Please quote the entries from the line with "Your task is to find every wire mesh" up to and including the line with "[475,365,503,397]", word for word, and leave out the pictures.

--- Start ---

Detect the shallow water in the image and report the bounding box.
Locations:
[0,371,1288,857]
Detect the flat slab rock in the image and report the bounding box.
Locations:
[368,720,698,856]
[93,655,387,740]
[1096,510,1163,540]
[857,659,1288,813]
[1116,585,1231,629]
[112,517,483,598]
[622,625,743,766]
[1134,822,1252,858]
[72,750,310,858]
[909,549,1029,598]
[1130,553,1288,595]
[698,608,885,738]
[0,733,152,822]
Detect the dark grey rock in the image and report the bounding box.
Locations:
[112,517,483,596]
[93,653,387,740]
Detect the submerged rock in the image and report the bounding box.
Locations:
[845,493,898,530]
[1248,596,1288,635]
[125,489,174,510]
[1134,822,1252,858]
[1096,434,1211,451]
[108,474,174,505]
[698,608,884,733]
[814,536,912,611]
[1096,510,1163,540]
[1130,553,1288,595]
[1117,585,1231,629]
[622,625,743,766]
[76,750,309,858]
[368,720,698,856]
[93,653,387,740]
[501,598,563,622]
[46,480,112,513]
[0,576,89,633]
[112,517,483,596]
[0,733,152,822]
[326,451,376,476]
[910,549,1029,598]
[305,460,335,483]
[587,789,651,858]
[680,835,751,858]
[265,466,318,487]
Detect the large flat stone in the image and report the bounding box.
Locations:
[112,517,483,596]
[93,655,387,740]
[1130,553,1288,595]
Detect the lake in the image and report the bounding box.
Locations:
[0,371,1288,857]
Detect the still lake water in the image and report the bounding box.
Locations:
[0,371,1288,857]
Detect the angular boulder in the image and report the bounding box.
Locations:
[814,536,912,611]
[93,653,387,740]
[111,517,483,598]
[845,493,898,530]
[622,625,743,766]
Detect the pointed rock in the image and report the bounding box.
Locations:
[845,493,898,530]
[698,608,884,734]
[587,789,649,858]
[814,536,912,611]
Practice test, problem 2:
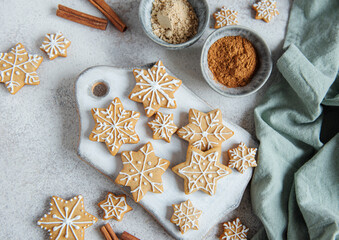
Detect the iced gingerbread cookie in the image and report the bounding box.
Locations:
[40,32,71,60]
[213,7,238,29]
[171,199,202,234]
[38,195,97,240]
[0,43,43,94]
[172,146,232,195]
[98,192,133,221]
[219,218,249,240]
[147,112,178,142]
[227,142,257,173]
[115,142,170,202]
[253,0,279,23]
[89,98,140,156]
[177,109,234,151]
[129,61,181,117]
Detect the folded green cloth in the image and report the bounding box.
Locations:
[251,0,339,239]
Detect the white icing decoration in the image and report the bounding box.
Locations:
[178,151,230,195]
[253,0,279,22]
[0,44,42,93]
[171,200,202,233]
[148,112,178,141]
[92,98,140,152]
[100,193,128,220]
[38,196,96,240]
[131,61,181,116]
[40,32,69,58]
[214,7,238,27]
[118,143,169,202]
[228,142,257,173]
[221,218,249,240]
[178,110,233,150]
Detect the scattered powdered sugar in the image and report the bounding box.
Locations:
[151,0,199,44]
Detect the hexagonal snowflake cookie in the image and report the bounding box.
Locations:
[172,146,232,196]
[227,142,257,173]
[38,195,98,240]
[219,218,249,240]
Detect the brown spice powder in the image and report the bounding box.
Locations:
[208,36,258,88]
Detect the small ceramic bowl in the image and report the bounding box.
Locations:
[200,26,273,97]
[139,0,210,50]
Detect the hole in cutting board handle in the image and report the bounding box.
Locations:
[92,82,109,97]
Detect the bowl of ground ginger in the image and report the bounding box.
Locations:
[201,26,273,97]
[139,0,209,50]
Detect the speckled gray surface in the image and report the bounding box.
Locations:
[0,0,290,240]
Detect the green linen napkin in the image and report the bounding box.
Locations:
[251,0,339,239]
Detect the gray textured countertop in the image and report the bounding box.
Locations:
[0,0,291,240]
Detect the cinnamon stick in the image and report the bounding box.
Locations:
[120,232,140,240]
[56,4,108,30]
[89,0,127,32]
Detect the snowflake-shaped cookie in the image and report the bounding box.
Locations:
[213,7,238,29]
[177,109,234,151]
[219,218,249,240]
[171,199,202,234]
[40,32,71,60]
[115,142,170,202]
[0,43,43,94]
[253,0,279,22]
[147,112,178,142]
[98,192,133,221]
[129,61,181,117]
[228,142,257,173]
[89,98,140,156]
[172,146,232,195]
[38,195,97,240]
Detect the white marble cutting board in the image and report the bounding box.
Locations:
[75,62,257,240]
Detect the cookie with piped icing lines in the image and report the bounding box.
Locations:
[38,195,98,240]
[213,7,238,29]
[177,109,234,151]
[227,142,257,173]
[172,146,232,196]
[115,142,170,202]
[129,61,182,117]
[147,112,178,142]
[219,218,249,240]
[89,98,140,156]
[40,32,71,60]
[0,43,43,94]
[171,199,202,234]
[98,192,133,221]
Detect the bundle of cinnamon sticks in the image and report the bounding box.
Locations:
[56,0,127,32]
[100,223,140,240]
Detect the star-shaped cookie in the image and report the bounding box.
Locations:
[213,7,238,29]
[98,192,133,221]
[115,142,170,202]
[172,146,232,195]
[0,43,43,94]
[171,199,202,234]
[177,109,234,151]
[147,112,178,142]
[40,32,71,60]
[129,61,181,117]
[219,218,249,240]
[38,195,98,240]
[253,0,279,23]
[89,98,140,156]
[227,142,257,173]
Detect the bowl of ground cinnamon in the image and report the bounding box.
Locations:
[139,0,209,50]
[201,26,273,97]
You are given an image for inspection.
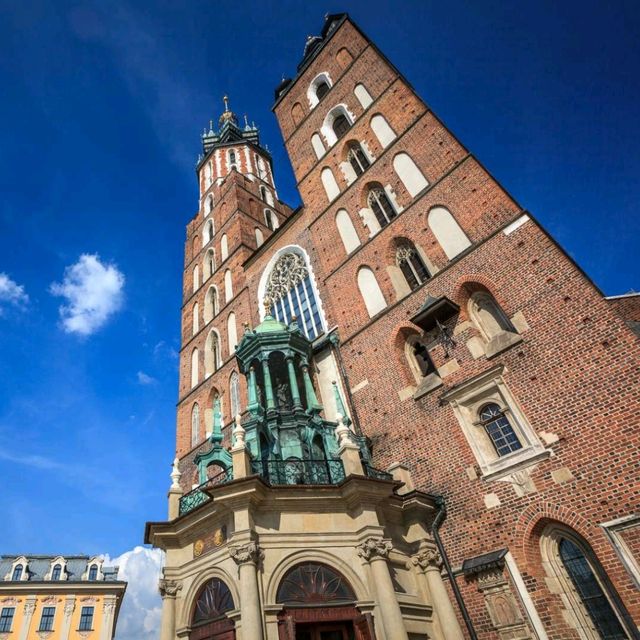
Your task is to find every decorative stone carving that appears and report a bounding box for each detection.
[229,542,264,565]
[233,414,246,449]
[356,537,393,562]
[158,578,182,598]
[411,548,442,571]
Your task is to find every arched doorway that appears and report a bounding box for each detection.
[189,578,236,640]
[276,562,375,640]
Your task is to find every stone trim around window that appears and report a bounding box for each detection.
[442,365,551,480]
[600,513,640,589]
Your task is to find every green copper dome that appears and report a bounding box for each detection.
[254,314,288,333]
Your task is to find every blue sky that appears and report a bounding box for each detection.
[0,0,640,637]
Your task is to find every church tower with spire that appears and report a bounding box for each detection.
[177,95,291,456]
[145,14,640,640]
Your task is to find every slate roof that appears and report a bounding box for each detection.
[0,554,118,585]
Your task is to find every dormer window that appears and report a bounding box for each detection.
[347,142,371,176]
[333,113,351,139]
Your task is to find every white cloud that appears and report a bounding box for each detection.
[0,273,29,314]
[105,547,164,640]
[49,253,124,336]
[137,371,158,385]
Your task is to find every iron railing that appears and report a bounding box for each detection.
[178,469,233,516]
[362,462,393,480]
[252,460,345,485]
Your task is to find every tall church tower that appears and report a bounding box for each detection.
[145,14,640,640]
[177,96,291,458]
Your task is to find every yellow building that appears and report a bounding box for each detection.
[0,556,127,640]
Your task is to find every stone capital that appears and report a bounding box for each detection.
[229,542,264,566]
[356,537,392,562]
[159,578,182,606]
[411,549,442,571]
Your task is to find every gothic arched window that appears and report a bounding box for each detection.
[191,578,235,625]
[347,142,371,176]
[332,113,351,139]
[191,402,200,447]
[276,562,356,605]
[265,252,324,340]
[209,329,221,377]
[229,371,240,419]
[396,242,431,291]
[558,538,627,640]
[367,187,398,227]
[478,402,522,456]
[316,80,331,100]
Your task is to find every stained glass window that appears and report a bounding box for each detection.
[560,538,627,640]
[276,562,356,605]
[265,252,324,340]
[38,607,56,631]
[347,142,371,176]
[0,607,16,633]
[396,242,430,291]
[192,578,235,624]
[367,188,398,227]
[480,402,522,456]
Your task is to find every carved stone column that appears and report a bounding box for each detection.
[357,537,408,640]
[100,597,117,640]
[158,578,182,640]
[60,596,76,640]
[411,548,464,640]
[229,542,264,640]
[19,596,36,640]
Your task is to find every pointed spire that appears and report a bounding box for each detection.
[209,396,222,444]
[169,458,182,489]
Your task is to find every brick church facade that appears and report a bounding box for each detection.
[146,14,640,640]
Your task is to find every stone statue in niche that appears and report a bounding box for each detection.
[276,378,291,410]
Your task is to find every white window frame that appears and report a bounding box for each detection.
[443,365,551,480]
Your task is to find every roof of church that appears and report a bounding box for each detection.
[0,555,118,584]
[275,13,349,103]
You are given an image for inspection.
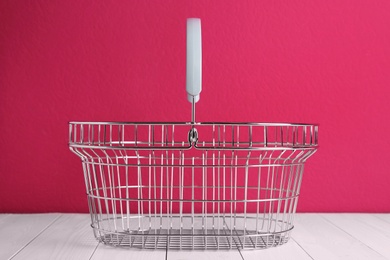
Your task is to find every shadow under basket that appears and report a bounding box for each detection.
[69,122,318,249]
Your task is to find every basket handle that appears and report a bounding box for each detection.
[186,18,202,104]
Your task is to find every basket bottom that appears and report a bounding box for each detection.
[96,229,291,250]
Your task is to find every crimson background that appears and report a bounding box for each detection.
[0,0,390,212]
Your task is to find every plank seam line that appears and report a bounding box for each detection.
[8,215,62,260]
[320,216,387,259]
[291,236,314,260]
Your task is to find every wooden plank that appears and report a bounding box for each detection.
[373,213,390,223]
[325,214,390,259]
[91,244,166,260]
[13,214,97,259]
[0,214,60,259]
[241,239,312,260]
[292,214,385,260]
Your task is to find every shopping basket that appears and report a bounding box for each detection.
[69,18,318,249]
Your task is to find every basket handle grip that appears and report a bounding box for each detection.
[186,18,202,103]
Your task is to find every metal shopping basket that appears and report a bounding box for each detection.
[69,19,318,249]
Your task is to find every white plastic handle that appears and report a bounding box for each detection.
[186,18,202,103]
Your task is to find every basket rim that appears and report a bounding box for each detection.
[69,121,319,127]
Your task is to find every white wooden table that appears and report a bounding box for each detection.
[0,214,390,260]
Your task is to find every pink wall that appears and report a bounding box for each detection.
[0,0,390,212]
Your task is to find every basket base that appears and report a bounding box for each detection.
[96,229,290,250]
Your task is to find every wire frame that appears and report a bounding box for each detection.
[69,122,318,249]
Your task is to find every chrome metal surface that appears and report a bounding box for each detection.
[69,122,318,249]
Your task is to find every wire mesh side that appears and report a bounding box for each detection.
[70,148,314,249]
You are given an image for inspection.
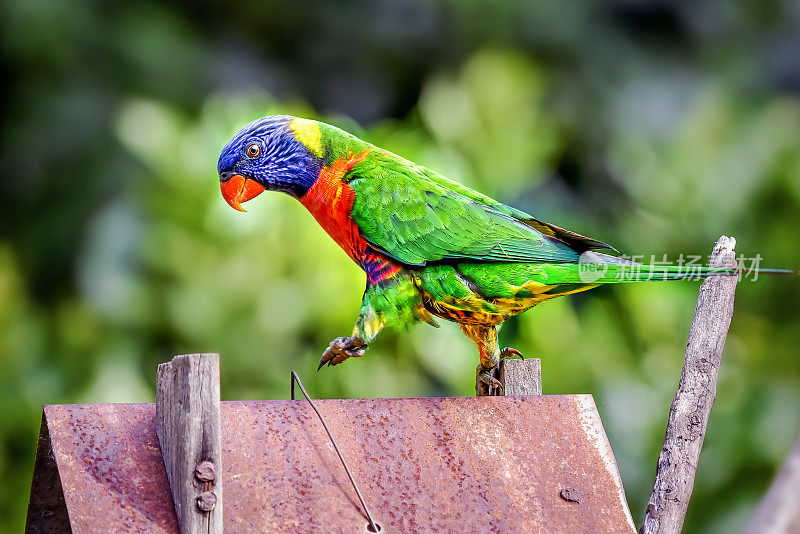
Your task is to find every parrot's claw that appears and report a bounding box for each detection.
[500,347,525,360]
[317,336,369,371]
[475,365,503,397]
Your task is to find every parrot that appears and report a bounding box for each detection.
[217,115,792,395]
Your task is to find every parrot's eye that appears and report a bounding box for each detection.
[247,143,261,158]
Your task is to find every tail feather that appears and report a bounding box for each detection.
[563,252,800,284]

--- End ---

| WRITTEN RESPONSE |
Your task is to find every wire mesh side that appears and report a bounding box for each detection.
[70,148,314,249]
You are given an image for inspection.
Your task is to find every parrot's claw that appears and report a bounding box for each detection.
[500,347,525,360]
[317,336,369,371]
[475,365,503,397]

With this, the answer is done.